[LoRaWAN] Join Sequence Breaks if Non-Join Accept Message Received

Hi,

I believe the join sequence will be broken and the end-device will never join if it receives a data message when expecting a join accept message.

An end-device will transmit a join request on a given channel and then open a receive window expecting to receive nothing or a join accept. It is possible that another end-device could transmit on the same channel in which case the first end-device will receive a data uplink message. It is also possible that a gateway transmits a downlink intended for another end-device.

I believe this could be a real problem in a highly congested LoRaWAN installation.

If the transceiver fails to receive anything during an RX window LoRaWANStack::rx_timeout_interrupt_handler will get called and rx_timeout_interrupt_handler will continue the join sequence.

If the transceiver receives something in the RX window LoRaWANStack::rx_interrupt_handler will be called. rx_interrupt_handler calls LoRaWANStack::process_reception calls LoRaMac::on_radio_rx_done and they get in a mess if mac_hdr.bits.mtype != FRAME_TYPE_JOIN_ACCEPT.

Interestingly LoRaMac::on_radio_rx_done contains this code:

    default:
        //  This can happen e.g. if we happen to receive uplink of another device
        //  during the receive window. Block RX2 window since it can overlap with
        //  QOS TX and cause a mess.
        tr_debug("RX unexpected mtype %u", mac_hdr.bits.mtype);
        if (get_current_slot() == RX_SLOT_WIN_1) {
            _lora_time.stop(_params.timers.rx_window2_timer);
        }
        _mcps_indication.status = LORAMAC_EVENT_INFO_STATUS_ADDRESS_FAIL;
        _mcps_indication.pending = false;
        break;

but I don’t think this helps during the join sequence. This code was added by this PR LoRaWAN: Terminate RX when receiving uplink messages #11241.

**Supplied data**
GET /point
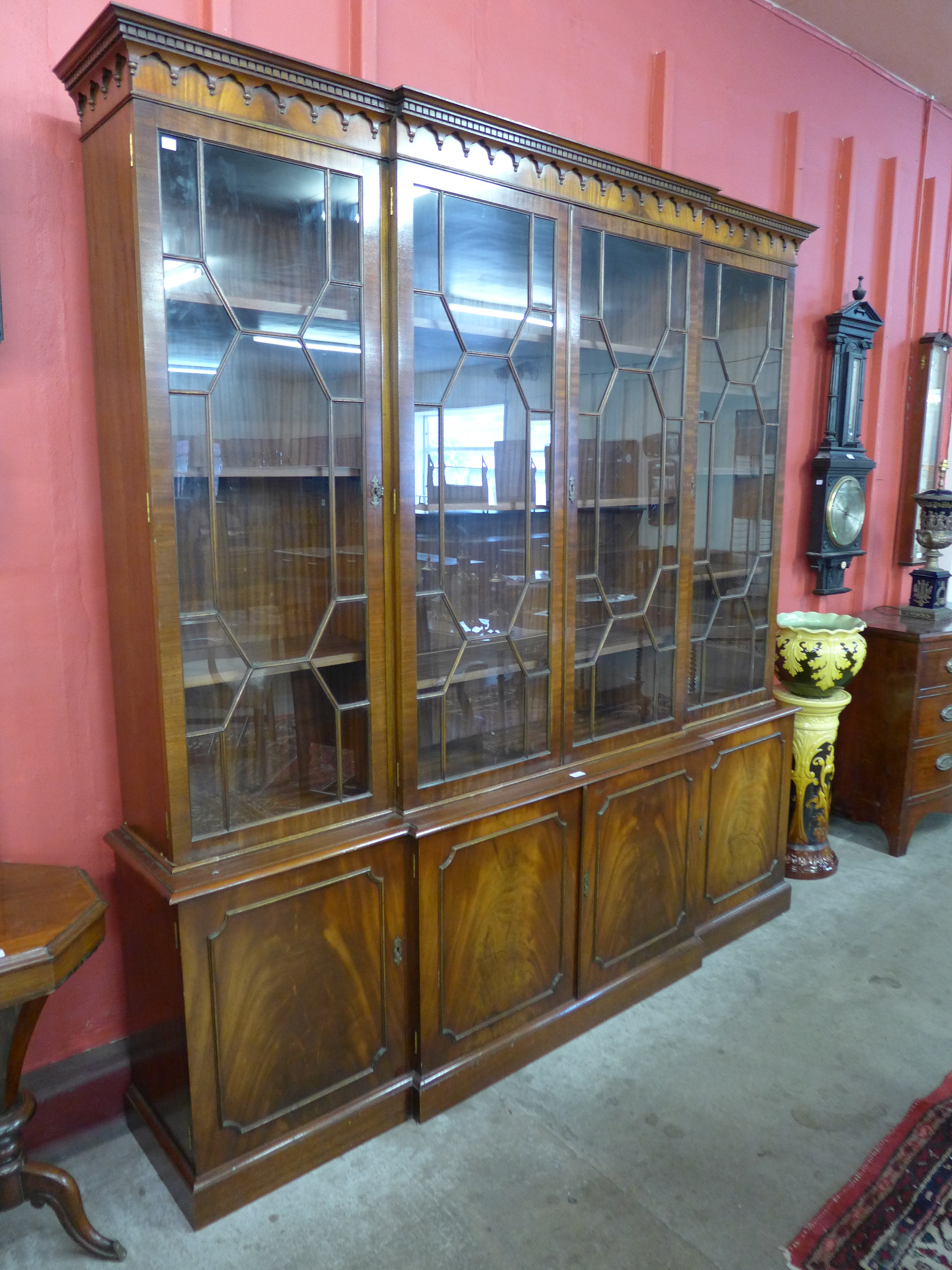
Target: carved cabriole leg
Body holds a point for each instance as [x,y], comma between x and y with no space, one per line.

**The tasks**
**a)** In the forum post about the LoRaWAN join sequence, which function is called when the transceiver receives nothing during an RX window?
**b)** Reproduce verbatim the part of the LoRaWAN join sequence post that opens with the words containing "I believe this" and closes with "mac_hdr.bits.mtype != FRAME_TYPE_JOIN_ACCEPT.".
**c)** Write the next part of the forum post about the LoRaWAN join sequence, starting after its final sentence.

**Answer set**
**a)** LoRaWANStack::rx_timeout_interrupt_handler

**b)**
I believe this could be a real problem in a highly congested LoRaWAN installation.

If the transceiver fails to receive anything during an RX window LoRaWANStack::rx_timeout_interrupt_handler will get called and rx_timeout_interrupt_handler will continue the join sequence.

If the transceiver receives something in the RX window LoRaWANStack::rx_interrupt_handler will be called. rx_interrupt_handler calls LoRaWANStack::process_reception calls LoRaMac::on_radio_rx_done and they get in a mess if mac_hdr.bits.mtype != FRAME_TYPE_JOIN_ACCEPT.

**c)**
I’ve come up with a suggested fix but clearly it is very difficult to reason about and test:

diff --git a/features/lorawan/LoRaWANStack.cpp b/features/lorawan/LoRaWANStack.cpp
index 79f899ef2a..a4a9833305 100644
--- a/features/lorawan/LoRaWANStack.cpp
+++ b/features/lorawan/LoRaWANStack.cpp
@@ -715,6 +715,10 @@ void LoRaWANStack::process_reception(const uint8_t *const payload, uint16_t size
     }

     if (!_loramac.nwk_joined()) {
+        _device_current_state = DEVICE_STATE_AWAITING_JOIN_ACCEPT;
+        if (_loramac.get_current_slot() != RX_SLOT_WIN_1) {
+            state_controller(DEVICE_STATE_JOINING);
+        }
         _ready_for_rx = true;
         return;
     }

Any thoughts greatly appreciated.

Regards,
Matt

After some testing I’ve come up with a different fix:

diff --git a/features/lorawan/LoRaWANStack.cpp b/features/lorawan/LoRaWANStack.cpp
index 3738b4c540..a4776e8b5c 100644
--- a/features/lorawan/LoRaWANStack.cpp
+++ b/features/lorawan/LoRaWANStack.cpp
@@ -742,6 +742,8 @@ void LoRaWANStack::process_reception(const uint8_t *const payload, uint16_t size
     }

     if (!_loramac.nwk_joined()) {
+        _device_current_state = DEVICE_STATE_CONNECTING;
+        state_controller(DEVICE_STATE_JOINING);
         _ready_for_rx = true;
         return;
     }

Hi @janjongboom,

I’m seeing difficult to reproduce problems with our LoRaWAN end-device in a commercial application.

During development and in the lab the device looks good but we’ve made and deployed several hundred devices now and the subtle problems are starting to appear.

This is the second topic I’ve opened on the forum in the last few days and I’ve had no replies.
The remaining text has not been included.